◆ What is needed
Switch "pipe" to "tube" in the items between the lines holding "tag the weathered concrete surface" and "<point>625,72</point>", inclusive, and give back only those lines with nothing else altered.

[START OF Records for the exercise]

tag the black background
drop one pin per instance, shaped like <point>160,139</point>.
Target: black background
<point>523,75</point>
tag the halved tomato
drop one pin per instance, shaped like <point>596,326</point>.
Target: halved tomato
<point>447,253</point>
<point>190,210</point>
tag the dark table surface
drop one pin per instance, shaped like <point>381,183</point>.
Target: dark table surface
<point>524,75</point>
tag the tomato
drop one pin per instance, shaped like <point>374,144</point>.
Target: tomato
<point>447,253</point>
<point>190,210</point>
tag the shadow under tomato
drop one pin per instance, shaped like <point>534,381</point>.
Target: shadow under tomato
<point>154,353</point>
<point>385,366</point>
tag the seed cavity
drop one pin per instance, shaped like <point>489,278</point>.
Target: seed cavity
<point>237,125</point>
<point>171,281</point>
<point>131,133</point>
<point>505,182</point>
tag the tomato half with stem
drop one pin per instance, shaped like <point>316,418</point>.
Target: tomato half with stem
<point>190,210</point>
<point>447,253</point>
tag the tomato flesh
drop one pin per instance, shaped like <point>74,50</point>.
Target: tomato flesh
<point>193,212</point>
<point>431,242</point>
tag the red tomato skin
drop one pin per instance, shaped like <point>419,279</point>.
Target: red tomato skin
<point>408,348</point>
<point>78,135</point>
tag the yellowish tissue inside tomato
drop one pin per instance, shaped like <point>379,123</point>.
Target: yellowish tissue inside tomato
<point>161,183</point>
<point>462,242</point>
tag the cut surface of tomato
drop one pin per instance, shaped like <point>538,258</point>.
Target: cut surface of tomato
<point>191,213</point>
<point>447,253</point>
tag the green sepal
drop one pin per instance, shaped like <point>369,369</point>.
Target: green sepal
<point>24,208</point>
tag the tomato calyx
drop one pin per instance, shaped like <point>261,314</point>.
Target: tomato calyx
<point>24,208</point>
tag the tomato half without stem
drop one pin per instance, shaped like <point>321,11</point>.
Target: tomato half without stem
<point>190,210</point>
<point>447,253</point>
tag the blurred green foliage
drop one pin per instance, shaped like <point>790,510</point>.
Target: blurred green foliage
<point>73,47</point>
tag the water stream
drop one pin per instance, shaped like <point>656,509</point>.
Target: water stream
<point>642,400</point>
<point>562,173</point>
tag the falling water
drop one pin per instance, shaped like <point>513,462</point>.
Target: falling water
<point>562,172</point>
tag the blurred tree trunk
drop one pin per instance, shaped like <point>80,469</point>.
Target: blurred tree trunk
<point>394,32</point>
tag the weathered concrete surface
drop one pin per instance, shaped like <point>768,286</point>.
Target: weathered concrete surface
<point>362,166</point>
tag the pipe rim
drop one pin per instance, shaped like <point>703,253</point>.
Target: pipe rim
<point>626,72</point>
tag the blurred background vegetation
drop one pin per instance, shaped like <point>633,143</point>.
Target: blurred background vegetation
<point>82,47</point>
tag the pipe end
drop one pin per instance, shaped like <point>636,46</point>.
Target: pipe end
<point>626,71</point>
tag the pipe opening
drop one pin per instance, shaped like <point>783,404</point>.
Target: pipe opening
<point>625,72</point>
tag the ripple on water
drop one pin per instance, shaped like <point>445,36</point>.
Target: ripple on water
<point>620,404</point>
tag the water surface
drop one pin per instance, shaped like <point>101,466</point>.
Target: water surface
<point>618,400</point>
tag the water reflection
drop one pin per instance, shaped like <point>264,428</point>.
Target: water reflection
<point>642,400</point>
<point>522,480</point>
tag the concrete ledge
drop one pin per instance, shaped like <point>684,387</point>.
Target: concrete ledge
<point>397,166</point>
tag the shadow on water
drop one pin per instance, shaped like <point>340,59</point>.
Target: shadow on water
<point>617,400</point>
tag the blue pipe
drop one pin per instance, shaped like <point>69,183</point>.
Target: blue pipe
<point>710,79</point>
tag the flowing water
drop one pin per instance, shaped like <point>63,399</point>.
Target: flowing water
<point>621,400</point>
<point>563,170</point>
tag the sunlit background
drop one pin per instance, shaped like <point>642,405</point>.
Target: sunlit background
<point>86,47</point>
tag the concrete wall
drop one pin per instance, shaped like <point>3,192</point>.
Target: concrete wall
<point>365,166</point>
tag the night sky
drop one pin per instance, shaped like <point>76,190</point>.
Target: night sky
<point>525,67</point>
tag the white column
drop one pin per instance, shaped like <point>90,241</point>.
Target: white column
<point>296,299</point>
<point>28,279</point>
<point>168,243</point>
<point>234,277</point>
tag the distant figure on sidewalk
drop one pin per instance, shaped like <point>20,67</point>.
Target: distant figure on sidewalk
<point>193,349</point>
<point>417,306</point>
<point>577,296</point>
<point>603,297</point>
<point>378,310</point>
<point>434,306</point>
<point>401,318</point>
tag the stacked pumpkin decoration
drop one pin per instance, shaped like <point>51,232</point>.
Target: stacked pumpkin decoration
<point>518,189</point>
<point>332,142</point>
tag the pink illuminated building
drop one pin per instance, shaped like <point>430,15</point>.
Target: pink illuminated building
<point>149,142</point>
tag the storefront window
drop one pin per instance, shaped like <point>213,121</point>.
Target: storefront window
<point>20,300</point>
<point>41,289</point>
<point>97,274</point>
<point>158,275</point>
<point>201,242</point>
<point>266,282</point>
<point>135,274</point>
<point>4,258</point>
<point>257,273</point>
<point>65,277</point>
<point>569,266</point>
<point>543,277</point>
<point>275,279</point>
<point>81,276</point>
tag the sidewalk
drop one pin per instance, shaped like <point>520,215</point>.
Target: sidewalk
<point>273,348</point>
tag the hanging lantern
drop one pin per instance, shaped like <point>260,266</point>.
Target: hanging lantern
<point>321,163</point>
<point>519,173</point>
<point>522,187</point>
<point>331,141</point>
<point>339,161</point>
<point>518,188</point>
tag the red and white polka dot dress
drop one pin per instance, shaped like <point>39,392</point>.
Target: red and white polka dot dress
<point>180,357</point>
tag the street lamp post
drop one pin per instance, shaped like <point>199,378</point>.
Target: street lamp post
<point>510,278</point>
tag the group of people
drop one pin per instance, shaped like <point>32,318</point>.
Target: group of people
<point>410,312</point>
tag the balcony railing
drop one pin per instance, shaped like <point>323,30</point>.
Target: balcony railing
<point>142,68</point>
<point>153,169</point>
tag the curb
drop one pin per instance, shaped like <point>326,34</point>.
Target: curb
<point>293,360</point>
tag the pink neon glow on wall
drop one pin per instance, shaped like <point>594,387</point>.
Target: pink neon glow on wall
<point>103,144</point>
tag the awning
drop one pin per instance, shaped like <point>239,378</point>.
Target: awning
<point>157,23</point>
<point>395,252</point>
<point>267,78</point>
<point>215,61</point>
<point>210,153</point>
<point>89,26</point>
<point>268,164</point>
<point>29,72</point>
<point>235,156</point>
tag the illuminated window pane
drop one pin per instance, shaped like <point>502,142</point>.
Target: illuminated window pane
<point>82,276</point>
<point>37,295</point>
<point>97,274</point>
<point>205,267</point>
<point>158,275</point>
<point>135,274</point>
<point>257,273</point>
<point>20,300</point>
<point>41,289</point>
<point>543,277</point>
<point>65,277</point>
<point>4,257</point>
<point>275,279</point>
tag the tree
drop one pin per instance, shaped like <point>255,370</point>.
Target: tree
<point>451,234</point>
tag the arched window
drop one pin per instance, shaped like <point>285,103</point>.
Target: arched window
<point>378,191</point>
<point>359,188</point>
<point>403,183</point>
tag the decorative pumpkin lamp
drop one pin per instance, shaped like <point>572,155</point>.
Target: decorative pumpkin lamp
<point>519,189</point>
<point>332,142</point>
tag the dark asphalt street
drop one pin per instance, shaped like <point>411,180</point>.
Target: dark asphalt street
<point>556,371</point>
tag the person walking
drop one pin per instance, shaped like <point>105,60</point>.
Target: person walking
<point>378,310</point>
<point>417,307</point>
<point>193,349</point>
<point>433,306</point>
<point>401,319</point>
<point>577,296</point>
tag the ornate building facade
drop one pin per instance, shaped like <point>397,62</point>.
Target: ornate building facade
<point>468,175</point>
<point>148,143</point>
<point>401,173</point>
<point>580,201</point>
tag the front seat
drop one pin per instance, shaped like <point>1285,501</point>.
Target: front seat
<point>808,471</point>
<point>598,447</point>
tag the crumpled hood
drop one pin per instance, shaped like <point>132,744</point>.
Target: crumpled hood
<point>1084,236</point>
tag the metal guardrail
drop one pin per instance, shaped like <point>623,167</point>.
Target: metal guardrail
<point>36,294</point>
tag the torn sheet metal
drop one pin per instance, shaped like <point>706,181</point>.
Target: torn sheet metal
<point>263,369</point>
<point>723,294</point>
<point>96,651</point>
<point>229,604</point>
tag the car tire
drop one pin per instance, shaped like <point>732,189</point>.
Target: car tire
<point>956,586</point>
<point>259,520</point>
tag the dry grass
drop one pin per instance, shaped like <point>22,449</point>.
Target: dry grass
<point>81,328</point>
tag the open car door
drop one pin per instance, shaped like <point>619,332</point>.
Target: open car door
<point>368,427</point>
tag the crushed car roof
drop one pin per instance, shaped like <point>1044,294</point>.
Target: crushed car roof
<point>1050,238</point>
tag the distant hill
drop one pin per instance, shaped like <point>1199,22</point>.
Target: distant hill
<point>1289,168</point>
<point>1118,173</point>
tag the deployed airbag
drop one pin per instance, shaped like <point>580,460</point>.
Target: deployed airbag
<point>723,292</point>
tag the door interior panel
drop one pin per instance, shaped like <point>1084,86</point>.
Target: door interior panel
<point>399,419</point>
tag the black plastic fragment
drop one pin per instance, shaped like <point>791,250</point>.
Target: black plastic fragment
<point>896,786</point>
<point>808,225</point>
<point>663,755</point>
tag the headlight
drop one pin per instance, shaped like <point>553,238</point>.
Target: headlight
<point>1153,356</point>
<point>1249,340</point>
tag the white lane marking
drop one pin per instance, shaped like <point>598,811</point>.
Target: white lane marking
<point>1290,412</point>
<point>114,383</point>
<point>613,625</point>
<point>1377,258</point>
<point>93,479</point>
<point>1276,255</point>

[END OF Records for the exercise]

◆ Solution for this problem
tag the weathered concrete surface
drop one pin per instance, shaped like <point>768,286</point>.
Target: weathered concrete surface
<point>362,166</point>
tag the tube rim
drop one pin per instance, shaped like <point>703,253</point>.
Target: tube rim
<point>626,72</point>
tag the blurred background vegetation
drop one pin per instance, shaped like <point>633,143</point>.
Target: blurred background vegetation
<point>82,47</point>
tag the tube end
drop one pin per instance, shaped like <point>636,46</point>.
Target: tube end
<point>626,71</point>
tag the tube opening
drop one pin per instance, shaped like <point>783,404</point>.
Target: tube opening
<point>625,72</point>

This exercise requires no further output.